(Data provided):
|---|
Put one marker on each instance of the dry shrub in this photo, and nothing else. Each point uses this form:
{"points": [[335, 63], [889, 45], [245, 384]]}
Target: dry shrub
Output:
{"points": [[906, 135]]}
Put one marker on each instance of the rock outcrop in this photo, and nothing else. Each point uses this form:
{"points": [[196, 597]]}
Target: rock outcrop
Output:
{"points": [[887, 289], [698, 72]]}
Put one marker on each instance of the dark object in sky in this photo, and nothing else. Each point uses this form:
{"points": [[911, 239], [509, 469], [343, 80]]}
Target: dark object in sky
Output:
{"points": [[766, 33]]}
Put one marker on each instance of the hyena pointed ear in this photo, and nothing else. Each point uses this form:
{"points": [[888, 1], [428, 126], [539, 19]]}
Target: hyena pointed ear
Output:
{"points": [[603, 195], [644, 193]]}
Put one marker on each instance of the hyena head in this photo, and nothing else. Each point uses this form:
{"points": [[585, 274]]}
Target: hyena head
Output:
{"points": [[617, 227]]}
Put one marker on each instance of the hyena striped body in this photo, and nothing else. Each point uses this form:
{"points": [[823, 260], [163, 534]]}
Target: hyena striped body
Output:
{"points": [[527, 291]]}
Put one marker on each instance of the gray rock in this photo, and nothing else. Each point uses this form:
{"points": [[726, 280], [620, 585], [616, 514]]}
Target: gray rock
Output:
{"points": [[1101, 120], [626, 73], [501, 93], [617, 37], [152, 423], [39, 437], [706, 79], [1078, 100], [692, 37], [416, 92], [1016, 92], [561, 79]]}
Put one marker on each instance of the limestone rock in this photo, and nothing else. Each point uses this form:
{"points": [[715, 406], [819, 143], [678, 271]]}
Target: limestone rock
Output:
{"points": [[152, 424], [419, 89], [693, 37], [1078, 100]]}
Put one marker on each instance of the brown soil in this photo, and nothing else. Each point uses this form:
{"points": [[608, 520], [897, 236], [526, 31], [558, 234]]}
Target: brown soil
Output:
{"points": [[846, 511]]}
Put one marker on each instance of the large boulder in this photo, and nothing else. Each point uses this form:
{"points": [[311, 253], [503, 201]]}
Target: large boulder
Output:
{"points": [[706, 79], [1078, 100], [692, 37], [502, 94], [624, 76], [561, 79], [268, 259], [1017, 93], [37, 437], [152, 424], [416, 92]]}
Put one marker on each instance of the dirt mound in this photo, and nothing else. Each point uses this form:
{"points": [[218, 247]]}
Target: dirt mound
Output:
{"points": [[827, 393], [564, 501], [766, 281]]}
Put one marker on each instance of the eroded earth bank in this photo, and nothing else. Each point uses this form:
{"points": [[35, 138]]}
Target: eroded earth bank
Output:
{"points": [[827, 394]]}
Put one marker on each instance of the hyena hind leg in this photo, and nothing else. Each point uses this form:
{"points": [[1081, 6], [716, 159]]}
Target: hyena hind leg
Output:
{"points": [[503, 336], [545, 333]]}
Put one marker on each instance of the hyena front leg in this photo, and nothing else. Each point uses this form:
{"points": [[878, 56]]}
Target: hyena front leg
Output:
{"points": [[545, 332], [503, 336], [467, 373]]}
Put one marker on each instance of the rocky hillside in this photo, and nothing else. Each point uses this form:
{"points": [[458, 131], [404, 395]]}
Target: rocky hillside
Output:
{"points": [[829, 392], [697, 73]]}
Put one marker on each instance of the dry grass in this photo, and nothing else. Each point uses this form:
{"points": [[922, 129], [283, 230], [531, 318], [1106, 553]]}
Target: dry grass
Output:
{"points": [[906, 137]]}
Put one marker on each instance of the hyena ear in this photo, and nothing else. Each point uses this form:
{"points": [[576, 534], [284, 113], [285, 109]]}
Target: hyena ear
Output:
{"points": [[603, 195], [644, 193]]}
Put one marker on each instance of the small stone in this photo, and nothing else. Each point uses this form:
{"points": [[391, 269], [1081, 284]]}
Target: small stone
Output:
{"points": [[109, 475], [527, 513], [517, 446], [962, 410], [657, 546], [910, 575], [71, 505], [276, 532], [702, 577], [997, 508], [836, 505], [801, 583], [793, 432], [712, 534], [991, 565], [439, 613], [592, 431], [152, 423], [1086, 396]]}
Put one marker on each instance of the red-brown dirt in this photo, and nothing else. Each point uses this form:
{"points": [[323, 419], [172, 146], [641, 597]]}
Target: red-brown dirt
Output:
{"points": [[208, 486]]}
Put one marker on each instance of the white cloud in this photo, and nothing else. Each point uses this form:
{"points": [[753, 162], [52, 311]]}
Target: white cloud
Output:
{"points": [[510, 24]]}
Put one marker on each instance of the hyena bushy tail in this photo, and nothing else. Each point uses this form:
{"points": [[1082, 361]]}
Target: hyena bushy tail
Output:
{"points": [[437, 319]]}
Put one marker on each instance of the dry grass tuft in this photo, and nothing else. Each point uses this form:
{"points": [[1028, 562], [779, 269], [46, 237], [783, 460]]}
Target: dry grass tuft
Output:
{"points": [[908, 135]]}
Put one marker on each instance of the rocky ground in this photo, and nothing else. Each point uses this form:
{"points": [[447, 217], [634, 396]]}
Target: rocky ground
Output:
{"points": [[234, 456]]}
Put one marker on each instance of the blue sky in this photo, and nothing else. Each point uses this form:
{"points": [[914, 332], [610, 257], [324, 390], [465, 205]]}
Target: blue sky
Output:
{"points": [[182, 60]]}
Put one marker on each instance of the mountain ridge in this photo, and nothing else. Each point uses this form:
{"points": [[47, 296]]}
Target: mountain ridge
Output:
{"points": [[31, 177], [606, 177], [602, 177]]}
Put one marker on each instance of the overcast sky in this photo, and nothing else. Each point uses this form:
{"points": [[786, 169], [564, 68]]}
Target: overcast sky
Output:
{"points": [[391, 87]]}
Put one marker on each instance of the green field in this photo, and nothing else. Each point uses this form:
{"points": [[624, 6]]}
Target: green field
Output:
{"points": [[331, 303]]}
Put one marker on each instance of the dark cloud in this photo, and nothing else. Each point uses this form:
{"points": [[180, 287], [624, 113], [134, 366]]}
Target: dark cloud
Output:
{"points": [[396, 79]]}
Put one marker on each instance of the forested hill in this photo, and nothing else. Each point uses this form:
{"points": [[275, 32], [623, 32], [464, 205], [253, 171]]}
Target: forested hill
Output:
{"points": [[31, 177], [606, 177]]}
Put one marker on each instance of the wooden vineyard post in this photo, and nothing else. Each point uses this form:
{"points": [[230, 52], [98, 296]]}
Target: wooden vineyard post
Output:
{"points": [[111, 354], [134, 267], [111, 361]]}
|---|
(Your instructions): Nothing in the material may be left out; write it all out verbatim.

(Answer space):
Put one marker on each instance of the dry shrub in this photo, and nothing else. Each point uses this form:
{"points": [[335, 63], [889, 45], [245, 384]]}
Target: dry shrub
Output:
{"points": [[906, 135]]}
Put one marker on each instance of the rock outcrop in this photo, and nothing else. Each point uses this form:
{"points": [[196, 597]]}
Target: rock outcrop
Output:
{"points": [[887, 289], [698, 72]]}
Put one marker on each instance of the dark object in sky in this photo, and nothing else. Each point uses this form:
{"points": [[911, 239], [509, 469], [343, 80]]}
Target: dark object in sky
Output:
{"points": [[766, 33]]}
Put one marker on each instance of the hyena pointed ear in this photo, and nothing else. Each point uses this form:
{"points": [[888, 1], [428, 126], [539, 19]]}
Target: hyena pointed ear
Output:
{"points": [[603, 195], [644, 193]]}
Put one marker on each instance of the hyena head in this photo, and nothing else. Each point uses this form:
{"points": [[585, 274]]}
Target: hyena head
Output:
{"points": [[617, 227]]}
Put one marker on each instance of the hyena striped body in this photo, and nothing else. Each point uses this form:
{"points": [[823, 260], [163, 534]]}
Target: hyena striped body
Output:
{"points": [[527, 291]]}
Put one marker on each instance of the gray rock in this photo, and nothing else. Each point uses this form:
{"points": [[726, 280], [620, 585], [616, 514]]}
Target: gray rock
Output:
{"points": [[1101, 120], [626, 73], [501, 93], [617, 37], [152, 423], [39, 437], [706, 79], [1078, 100], [692, 37], [416, 92], [1016, 92], [561, 79]]}
Put one marker on each instance of the limestone rock in this photo, and nothing else. Each point uses this form:
{"points": [[715, 406], [819, 143], [678, 271]]}
Target: limestone rock
Output:
{"points": [[152, 424], [419, 89], [693, 37], [1078, 100]]}
Put one marker on each instance of the brown soil in this photo, and nothing else. Each point uses this form:
{"points": [[608, 520], [897, 236], [526, 31], [558, 234]]}
Target: brown soil
Output:
{"points": [[846, 511]]}
Put one marker on each instance of the large boulder in this photo, and nothing else. Each point uses this form:
{"points": [[311, 253], [503, 201]]}
Target: large boulder
Output:
{"points": [[706, 79], [1078, 100], [692, 37], [502, 94], [624, 76], [561, 79], [268, 259], [1017, 93], [37, 437], [152, 424], [416, 92]]}
Put one marker on each instance of the dirt mound in this photo, and nothing else. Each point uses this form:
{"points": [[218, 247]]}
Target: dirt mound
Output:
{"points": [[827, 393], [564, 501], [766, 281]]}
Put one marker on each instance of the eroded earth bank in this photo, and nothing else. Each point uses this form:
{"points": [[35, 138]]}
Target: eroded earth bank
Output:
{"points": [[827, 394]]}
Put one marker on each instance of the hyena hind leg in this photo, and nothing else. Each point uses this form:
{"points": [[1081, 6], [716, 159]]}
Target: hyena hind leg
Output:
{"points": [[503, 336], [545, 333]]}
Put one marker on each instance of the hyena front leg in this photo, and nothing else. Each point uses this form:
{"points": [[878, 56]]}
Target: hyena front leg
Output:
{"points": [[545, 332], [503, 336], [467, 373]]}
Put one marker on each instance of the rocky hillside in this photo, and nothing else. Each point uses this form:
{"points": [[458, 131], [404, 395]]}
Target: rocky hillside
Output:
{"points": [[829, 392], [697, 73]]}
Put one marker on each instance of the dry grass in this photo, and nothing else. Each point uses this form:
{"points": [[922, 129], [283, 230], [531, 318], [1106, 553]]}
Target: dry grass
Output:
{"points": [[906, 137]]}
Put one marker on each instance of the hyena ear in this photo, and nothing else. Each point uses this form:
{"points": [[576, 534], [284, 113], [285, 109]]}
Target: hyena ear
Output:
{"points": [[603, 195], [644, 193]]}
Put one marker on each instance of the small stone in this photo, and nothing else. Each point uses this form:
{"points": [[391, 269], [1081, 284]]}
Target: small stone
Output:
{"points": [[109, 475], [527, 513], [517, 446], [962, 410], [657, 546], [910, 575], [71, 505], [276, 532], [702, 577], [997, 508], [836, 505], [801, 583], [793, 432], [712, 534], [991, 565], [439, 613], [592, 431], [152, 423], [1086, 396]]}
Put one marker on each instance of the red-brown dirt in this photo, and nothing else. Each point uses this form:
{"points": [[323, 419], [172, 146], [641, 597]]}
Target: red-brown dirt
Output:
{"points": [[208, 486]]}
Put one marker on each instance of the white cloud in this photo, and nothing else. Each point uses this form:
{"points": [[753, 162], [52, 311]]}
Target: white cloud
Output:
{"points": [[510, 24]]}
Put one marker on each instance of the hyena bushy tail in this photo, and nothing else. Each point uses this form:
{"points": [[1082, 361]]}
Target: hyena bushy tail
Output:
{"points": [[437, 319]]}
Put one marker on each instance of the dry grass tuft in this photo, and nothing else. Each point uses this form:
{"points": [[1028, 562], [779, 269], [46, 237], [783, 460]]}
Target: dry grass tuft
Output:
{"points": [[908, 135]]}
Put one marker on each instance of the rocky ground in this photo, and nothing else. Each point uses this form:
{"points": [[447, 217], [634, 396]]}
Target: rocky ground
Output:
{"points": [[234, 456]]}
Put one marker on each instance of the blue sky in this photo, and nothing else. Each point uses this form:
{"points": [[914, 332], [610, 257], [324, 390], [465, 205]]}
Target: blue sky
Output:
{"points": [[182, 60]]}
Put one marker on each instance of the mountain ridge in this photo, and nothing else. Each point uses this form:
{"points": [[47, 296]]}
Target: mountain ridge
Output:
{"points": [[31, 177], [606, 177], [602, 177]]}
Put one marker on each instance of the overcast sky in this photo, and nothing else. Each point uses this form:
{"points": [[786, 169], [564, 68]]}
Target: overcast sky
Output:
{"points": [[391, 87]]}
Put one marker on each instance of the green field in this photo, and nothing else. Each point uses this form:
{"points": [[624, 6]]}
Target: green field
Output:
{"points": [[331, 303]]}
Put one marker on each instance of the dark cloud in this photo, and nothing else. Each point uses this form:
{"points": [[180, 287], [624, 113], [134, 366]]}
Target: dark cloud
Output:
{"points": [[396, 79]]}
Put one marker on each instance of the forested hill in this photo, and nothing else. Each point uses this form:
{"points": [[275, 32], [623, 32], [464, 205], [253, 171]]}
Target: forested hill
Output:
{"points": [[31, 177], [606, 177]]}
Put one marker on each instance of the wooden vineyard post in this photo, and nothing else. Each point uses this form:
{"points": [[230, 52], [98, 296]]}
Target: wooden vineyard post
Output:
{"points": [[111, 354], [134, 267], [111, 361]]}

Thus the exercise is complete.